Complete the following =>
[1] In the mailing list post about intrusion detection alerts, what does the reply call the best way to deal with the alerts?
[2] Pick up the mailing list post about intrusion detection alerts after its last sentence and continue the reply in the same voice.

Text provided =>
Re: Statistical Anomaly Analysis? "Was [more specific] Signaturevs. Protocol Analysis "

From: Xiaoyong Wu (xwu@anr.mcnc.org)
Date: 03/18/02


Date: Mon, 18 Mar 2002 12:05:56 -0500 (EST)
From: Xiaoyong Wu <xwu@anr.mcnc.org>
To: Josh Gray <grayjr@cerias.purdue.edu>

Comments inline,
On Sat, 16 Mar 2002, Josh Gray wrote:
<snip>
>
> Basically my point is that your IDS is what you make of it. If you're
> tired of seeing the same alerts every day then disable them. If you
> want to catch new attacks play around with the signature set to detect
> more generic things. If you know your network really well then you can
> tune your IDS to look for things that shouldn't be happening.
Even just looking for things that shouldn't be happening, it will also be
a lot of alerts. A simple case is port scanning. You will definitely see a
lot of port scans day after day and that should be the things in your
policy to disallow. I don't believe you should turn those alerts off. You
might notice high volume of SNMP scans before a breakin through it. The
best way to deal with the alerts is for the IDS to group the alerts or
correlate the alerts.

Data excerpts =>
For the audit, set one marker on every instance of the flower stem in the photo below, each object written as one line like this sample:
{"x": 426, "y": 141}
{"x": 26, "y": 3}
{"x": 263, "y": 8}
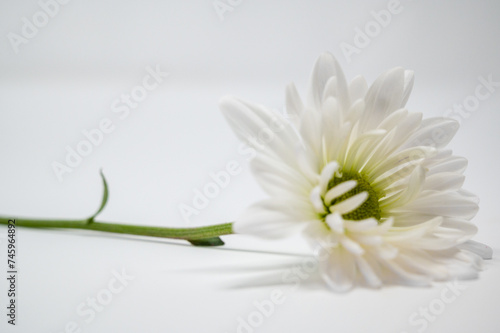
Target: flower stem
{"x": 197, "y": 236}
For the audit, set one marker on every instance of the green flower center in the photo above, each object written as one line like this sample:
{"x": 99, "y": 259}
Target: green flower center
{"x": 370, "y": 208}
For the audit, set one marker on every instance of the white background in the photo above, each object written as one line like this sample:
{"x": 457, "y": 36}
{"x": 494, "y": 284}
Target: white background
{"x": 64, "y": 80}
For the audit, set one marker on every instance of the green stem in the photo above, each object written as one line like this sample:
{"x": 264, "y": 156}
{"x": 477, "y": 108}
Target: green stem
{"x": 195, "y": 235}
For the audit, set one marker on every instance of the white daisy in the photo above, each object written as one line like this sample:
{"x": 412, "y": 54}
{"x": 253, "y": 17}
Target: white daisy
{"x": 367, "y": 182}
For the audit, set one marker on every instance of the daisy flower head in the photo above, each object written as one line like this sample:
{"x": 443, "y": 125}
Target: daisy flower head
{"x": 368, "y": 183}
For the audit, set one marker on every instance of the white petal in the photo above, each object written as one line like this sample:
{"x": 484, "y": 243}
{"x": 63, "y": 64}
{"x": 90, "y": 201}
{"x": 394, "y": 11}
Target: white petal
{"x": 294, "y": 105}
{"x": 326, "y": 175}
{"x": 408, "y": 86}
{"x": 326, "y": 67}
{"x": 384, "y": 97}
{"x": 444, "y": 181}
{"x": 483, "y": 250}
{"x": 434, "y": 132}
{"x": 316, "y": 200}
{"x": 351, "y": 246}
{"x": 358, "y": 88}
{"x": 443, "y": 204}
{"x": 367, "y": 272}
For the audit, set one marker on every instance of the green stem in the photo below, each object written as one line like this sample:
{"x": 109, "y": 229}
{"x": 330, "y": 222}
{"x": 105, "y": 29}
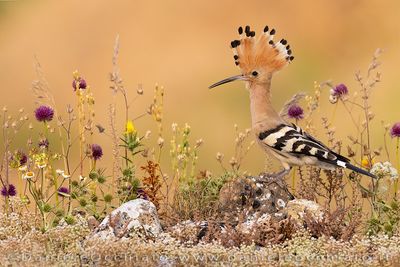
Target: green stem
{"x": 396, "y": 182}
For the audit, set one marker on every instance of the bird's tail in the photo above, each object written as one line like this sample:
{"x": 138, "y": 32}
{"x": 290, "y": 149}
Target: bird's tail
{"x": 349, "y": 166}
{"x": 260, "y": 53}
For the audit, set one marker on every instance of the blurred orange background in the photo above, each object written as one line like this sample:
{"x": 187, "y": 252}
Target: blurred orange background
{"x": 184, "y": 46}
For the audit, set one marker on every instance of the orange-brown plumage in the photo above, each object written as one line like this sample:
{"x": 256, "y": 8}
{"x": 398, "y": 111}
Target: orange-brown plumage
{"x": 260, "y": 53}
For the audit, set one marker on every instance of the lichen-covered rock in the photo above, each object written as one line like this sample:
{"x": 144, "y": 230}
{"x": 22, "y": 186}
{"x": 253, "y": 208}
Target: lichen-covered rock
{"x": 254, "y": 194}
{"x": 136, "y": 215}
{"x": 298, "y": 208}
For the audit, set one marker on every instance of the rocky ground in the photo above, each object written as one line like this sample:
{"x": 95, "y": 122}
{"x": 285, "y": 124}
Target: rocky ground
{"x": 267, "y": 227}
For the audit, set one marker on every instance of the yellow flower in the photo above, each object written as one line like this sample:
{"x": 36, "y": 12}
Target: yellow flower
{"x": 28, "y": 175}
{"x": 130, "y": 128}
{"x": 365, "y": 162}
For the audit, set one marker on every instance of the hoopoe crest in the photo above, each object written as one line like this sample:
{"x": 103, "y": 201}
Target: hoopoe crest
{"x": 258, "y": 57}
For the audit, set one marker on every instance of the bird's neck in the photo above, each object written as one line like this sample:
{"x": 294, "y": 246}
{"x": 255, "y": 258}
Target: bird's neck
{"x": 263, "y": 115}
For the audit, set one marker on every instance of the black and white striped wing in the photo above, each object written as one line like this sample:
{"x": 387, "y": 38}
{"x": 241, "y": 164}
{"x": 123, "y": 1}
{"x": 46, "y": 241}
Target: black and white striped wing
{"x": 292, "y": 140}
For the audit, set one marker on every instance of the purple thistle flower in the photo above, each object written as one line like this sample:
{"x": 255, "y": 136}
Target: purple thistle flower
{"x": 4, "y": 191}
{"x": 340, "y": 90}
{"x": 140, "y": 193}
{"x": 82, "y": 84}
{"x": 43, "y": 143}
{"x": 62, "y": 191}
{"x": 10, "y": 192}
{"x": 97, "y": 152}
{"x": 19, "y": 158}
{"x": 295, "y": 112}
{"x": 395, "y": 131}
{"x": 44, "y": 113}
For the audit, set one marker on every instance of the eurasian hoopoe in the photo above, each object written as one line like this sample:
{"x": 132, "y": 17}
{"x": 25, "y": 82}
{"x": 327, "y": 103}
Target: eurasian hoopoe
{"x": 258, "y": 59}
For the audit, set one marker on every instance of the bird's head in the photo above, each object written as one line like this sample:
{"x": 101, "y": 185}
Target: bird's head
{"x": 258, "y": 58}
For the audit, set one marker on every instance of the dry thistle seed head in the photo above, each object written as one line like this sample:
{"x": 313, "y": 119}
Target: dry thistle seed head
{"x": 160, "y": 141}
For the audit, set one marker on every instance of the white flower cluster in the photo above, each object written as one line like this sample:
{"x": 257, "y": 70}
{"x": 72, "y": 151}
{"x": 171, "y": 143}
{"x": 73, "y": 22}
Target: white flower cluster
{"x": 384, "y": 169}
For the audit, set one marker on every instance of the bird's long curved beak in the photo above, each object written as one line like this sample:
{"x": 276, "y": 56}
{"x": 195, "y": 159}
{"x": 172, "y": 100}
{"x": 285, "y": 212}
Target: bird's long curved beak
{"x": 227, "y": 80}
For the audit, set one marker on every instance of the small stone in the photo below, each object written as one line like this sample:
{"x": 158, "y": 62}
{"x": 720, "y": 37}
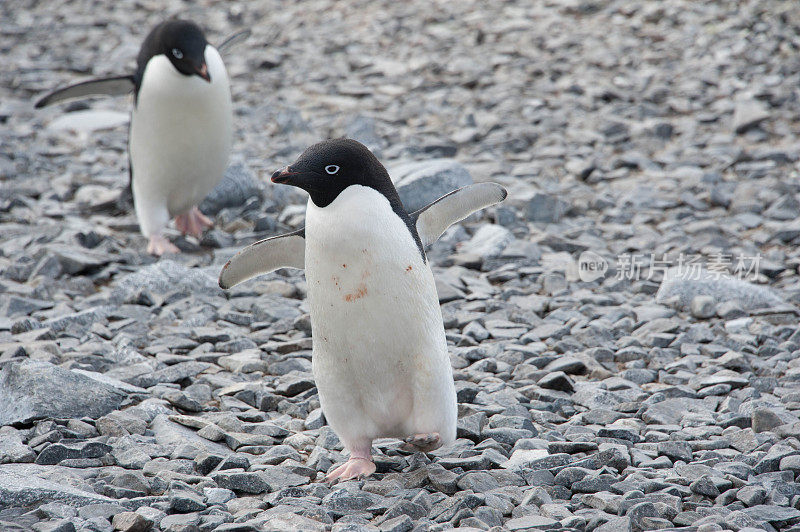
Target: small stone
{"x": 557, "y": 380}
{"x": 747, "y": 113}
{"x": 131, "y": 522}
{"x": 703, "y": 307}
{"x": 704, "y": 486}
{"x": 419, "y": 183}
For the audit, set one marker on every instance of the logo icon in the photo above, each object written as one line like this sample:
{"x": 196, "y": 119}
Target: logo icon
{"x": 591, "y": 266}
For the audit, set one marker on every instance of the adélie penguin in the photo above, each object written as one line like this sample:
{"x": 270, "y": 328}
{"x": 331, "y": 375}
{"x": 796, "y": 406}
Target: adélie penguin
{"x": 180, "y": 130}
{"x": 379, "y": 356}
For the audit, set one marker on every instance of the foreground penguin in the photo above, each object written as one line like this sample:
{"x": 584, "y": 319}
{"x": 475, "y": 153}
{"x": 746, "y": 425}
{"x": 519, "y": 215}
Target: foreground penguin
{"x": 181, "y": 127}
{"x": 380, "y": 356}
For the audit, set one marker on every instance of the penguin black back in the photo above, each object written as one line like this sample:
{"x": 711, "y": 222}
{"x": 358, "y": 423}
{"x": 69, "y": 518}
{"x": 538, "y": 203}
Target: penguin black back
{"x": 327, "y": 168}
{"x": 181, "y": 41}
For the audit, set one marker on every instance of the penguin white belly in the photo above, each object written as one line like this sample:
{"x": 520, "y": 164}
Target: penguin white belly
{"x": 180, "y": 139}
{"x": 380, "y": 356}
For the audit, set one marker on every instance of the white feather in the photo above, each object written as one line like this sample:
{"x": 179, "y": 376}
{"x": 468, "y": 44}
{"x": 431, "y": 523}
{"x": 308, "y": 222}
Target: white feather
{"x": 264, "y": 256}
{"x": 436, "y": 217}
{"x": 380, "y": 356}
{"x": 181, "y": 130}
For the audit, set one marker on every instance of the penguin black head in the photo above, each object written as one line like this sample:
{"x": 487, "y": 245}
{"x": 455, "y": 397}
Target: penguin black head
{"x": 182, "y": 42}
{"x": 325, "y": 169}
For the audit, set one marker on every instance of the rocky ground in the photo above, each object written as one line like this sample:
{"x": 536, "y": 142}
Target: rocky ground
{"x": 134, "y": 393}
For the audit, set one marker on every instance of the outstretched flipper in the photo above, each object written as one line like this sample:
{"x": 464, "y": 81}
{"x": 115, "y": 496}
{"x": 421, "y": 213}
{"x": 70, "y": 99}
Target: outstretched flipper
{"x": 264, "y": 256}
{"x": 233, "y": 40}
{"x": 116, "y": 86}
{"x": 433, "y": 219}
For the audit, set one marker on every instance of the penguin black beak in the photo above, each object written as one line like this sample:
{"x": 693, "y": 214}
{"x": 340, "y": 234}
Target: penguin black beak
{"x": 202, "y": 71}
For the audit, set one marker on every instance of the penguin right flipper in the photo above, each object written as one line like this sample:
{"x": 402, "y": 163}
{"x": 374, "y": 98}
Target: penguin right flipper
{"x": 264, "y": 256}
{"x": 433, "y": 219}
{"x": 115, "y": 86}
{"x": 233, "y": 40}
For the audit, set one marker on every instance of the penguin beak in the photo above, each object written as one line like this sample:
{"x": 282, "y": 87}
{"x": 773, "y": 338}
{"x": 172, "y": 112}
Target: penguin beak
{"x": 202, "y": 71}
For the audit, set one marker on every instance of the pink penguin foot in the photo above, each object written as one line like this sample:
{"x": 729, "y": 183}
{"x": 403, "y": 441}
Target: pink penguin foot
{"x": 159, "y": 245}
{"x": 354, "y": 468}
{"x": 422, "y": 442}
{"x": 193, "y": 222}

Written responses =>
[1] The best way is for the IDS to group or correlate the alerts.

[2]
> Actually, they are looking for less events. They are looking for a
> small set of very specific events, such as someone breaking your window
> or kicking your door down. If a home alarm system alerted every time
> someone knocked on your door or called and hung up you would probably be
> overwhelmed (or at least annoyed) with alarms by this system too. I
> know some police/fire departments will stop responding to these alarms
> if they go off to often.
>
That sounds interesting but it seems to be hard to abstract those simple
events for an IDS. You don't have a physical boundary for your network
such that you don't know where it's a breakin point. Intruders don't have
to break down your firewall to penetrate into your network. If you
consider a compromise of any of the system to be the breakin, it might be
already too late. Perhaps, if you knock the door loud enough, it will
trigger the home security systems. I don't have any experience with those
systems and would really interesting to see if I know how it works, how
hard it is to pass around it. Hopefully there's no security through
obscurity.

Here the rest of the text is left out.